**REQUIREMENT:**
Please list every line of the records below that contains the string "window", copying each one in full.

Begin

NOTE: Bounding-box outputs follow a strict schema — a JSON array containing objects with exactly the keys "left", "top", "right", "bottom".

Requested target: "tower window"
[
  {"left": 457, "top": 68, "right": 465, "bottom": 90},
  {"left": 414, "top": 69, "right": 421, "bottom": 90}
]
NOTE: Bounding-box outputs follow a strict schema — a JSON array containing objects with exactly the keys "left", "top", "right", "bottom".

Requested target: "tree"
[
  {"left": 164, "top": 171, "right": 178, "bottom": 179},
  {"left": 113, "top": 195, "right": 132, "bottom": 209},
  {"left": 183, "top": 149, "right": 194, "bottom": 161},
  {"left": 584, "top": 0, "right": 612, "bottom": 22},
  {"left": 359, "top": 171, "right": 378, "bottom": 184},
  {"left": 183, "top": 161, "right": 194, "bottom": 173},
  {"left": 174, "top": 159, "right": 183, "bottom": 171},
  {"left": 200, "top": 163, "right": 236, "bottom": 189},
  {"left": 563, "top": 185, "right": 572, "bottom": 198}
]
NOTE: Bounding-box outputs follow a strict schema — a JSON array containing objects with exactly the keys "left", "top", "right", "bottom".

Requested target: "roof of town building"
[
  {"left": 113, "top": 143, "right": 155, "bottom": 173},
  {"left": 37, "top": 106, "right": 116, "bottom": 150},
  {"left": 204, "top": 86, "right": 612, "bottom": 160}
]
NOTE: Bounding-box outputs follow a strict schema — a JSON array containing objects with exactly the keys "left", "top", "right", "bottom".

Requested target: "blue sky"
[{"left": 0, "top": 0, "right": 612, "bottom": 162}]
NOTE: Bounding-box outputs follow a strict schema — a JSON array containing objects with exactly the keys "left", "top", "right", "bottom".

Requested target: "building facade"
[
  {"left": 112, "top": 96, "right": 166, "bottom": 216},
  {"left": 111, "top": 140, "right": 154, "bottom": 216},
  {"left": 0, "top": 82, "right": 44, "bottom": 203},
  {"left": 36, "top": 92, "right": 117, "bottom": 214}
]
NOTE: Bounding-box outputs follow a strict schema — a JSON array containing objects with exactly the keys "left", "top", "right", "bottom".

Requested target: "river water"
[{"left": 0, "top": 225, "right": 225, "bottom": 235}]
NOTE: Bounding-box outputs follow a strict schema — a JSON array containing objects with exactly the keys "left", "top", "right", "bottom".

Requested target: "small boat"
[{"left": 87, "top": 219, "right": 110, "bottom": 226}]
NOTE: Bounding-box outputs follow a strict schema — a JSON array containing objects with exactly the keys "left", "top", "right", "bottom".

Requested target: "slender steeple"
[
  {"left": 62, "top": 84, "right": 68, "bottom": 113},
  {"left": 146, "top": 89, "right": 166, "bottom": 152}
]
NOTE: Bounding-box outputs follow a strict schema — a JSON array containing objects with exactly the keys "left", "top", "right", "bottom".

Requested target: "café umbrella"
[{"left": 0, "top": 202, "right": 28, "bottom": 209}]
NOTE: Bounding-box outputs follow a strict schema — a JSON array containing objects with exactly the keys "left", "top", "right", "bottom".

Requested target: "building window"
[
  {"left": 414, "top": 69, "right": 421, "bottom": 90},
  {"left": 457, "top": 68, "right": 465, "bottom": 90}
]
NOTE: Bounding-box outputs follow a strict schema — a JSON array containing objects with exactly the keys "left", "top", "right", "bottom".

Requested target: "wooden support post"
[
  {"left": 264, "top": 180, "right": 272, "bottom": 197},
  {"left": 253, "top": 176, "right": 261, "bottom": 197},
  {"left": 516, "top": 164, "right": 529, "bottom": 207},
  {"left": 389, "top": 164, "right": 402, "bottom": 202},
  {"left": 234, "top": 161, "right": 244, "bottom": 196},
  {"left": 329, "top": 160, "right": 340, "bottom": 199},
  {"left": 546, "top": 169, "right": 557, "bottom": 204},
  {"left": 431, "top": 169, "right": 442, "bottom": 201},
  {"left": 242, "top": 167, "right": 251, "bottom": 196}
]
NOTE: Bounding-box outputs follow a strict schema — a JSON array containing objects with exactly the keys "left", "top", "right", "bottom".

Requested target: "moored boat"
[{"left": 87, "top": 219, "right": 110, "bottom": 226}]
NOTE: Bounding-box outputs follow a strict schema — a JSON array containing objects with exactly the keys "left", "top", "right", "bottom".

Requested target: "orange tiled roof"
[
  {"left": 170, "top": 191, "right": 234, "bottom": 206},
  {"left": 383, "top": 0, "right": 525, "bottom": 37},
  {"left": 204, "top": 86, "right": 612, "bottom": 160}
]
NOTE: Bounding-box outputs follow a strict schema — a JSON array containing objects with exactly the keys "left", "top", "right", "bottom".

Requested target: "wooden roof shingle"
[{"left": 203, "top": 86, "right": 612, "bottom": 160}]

End
Begin

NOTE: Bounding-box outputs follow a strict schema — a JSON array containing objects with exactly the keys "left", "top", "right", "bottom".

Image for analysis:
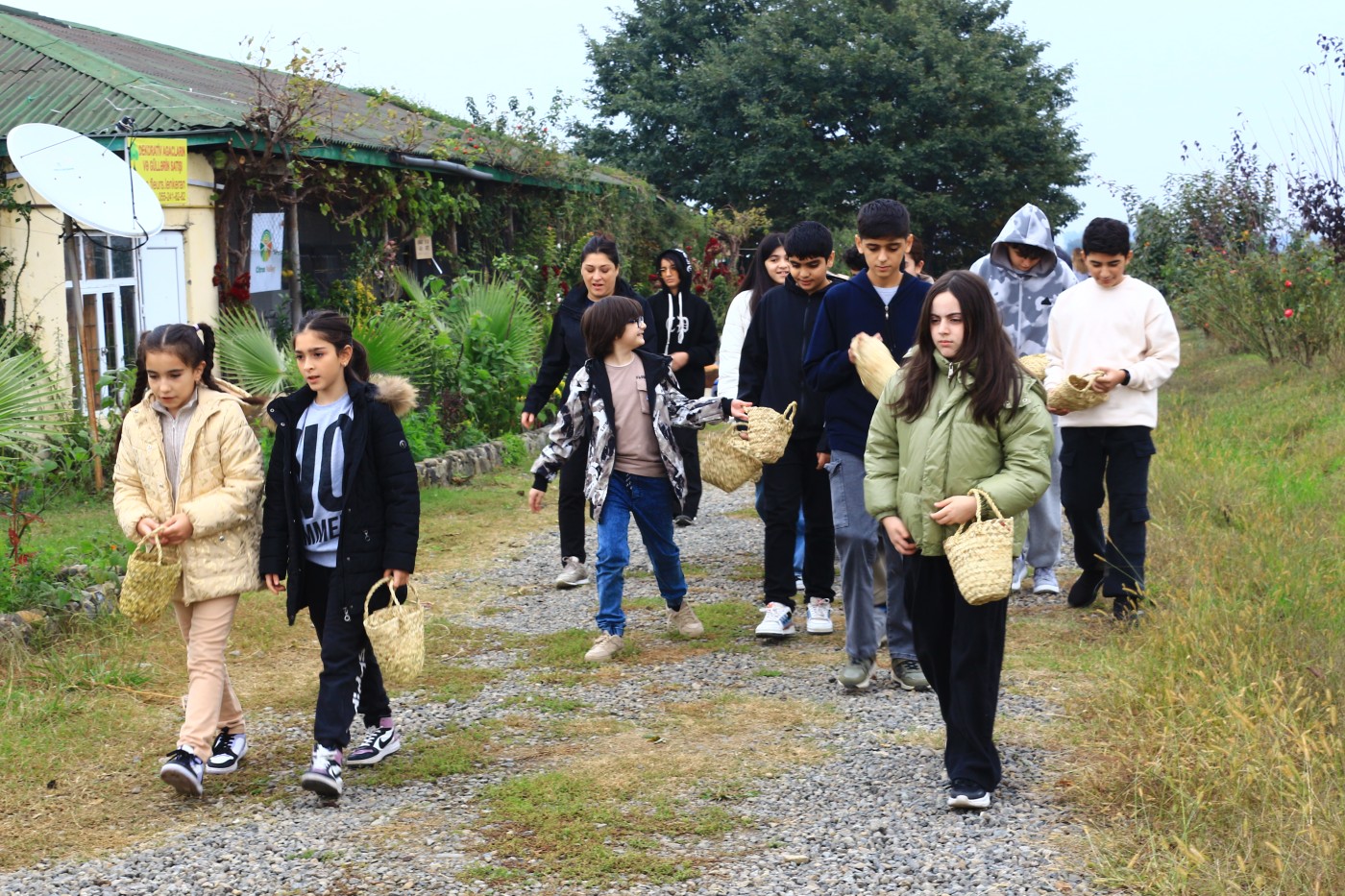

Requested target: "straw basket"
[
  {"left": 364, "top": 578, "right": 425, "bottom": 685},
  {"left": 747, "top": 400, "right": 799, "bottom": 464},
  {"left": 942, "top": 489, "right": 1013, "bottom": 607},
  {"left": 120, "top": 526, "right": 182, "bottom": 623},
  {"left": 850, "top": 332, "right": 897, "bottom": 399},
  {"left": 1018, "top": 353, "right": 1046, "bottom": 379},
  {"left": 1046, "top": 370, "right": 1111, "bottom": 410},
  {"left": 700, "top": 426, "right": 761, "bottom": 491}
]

End

**EXPECTED OUTPUT:**
Requested target: "tower window"
Requested target: "building window"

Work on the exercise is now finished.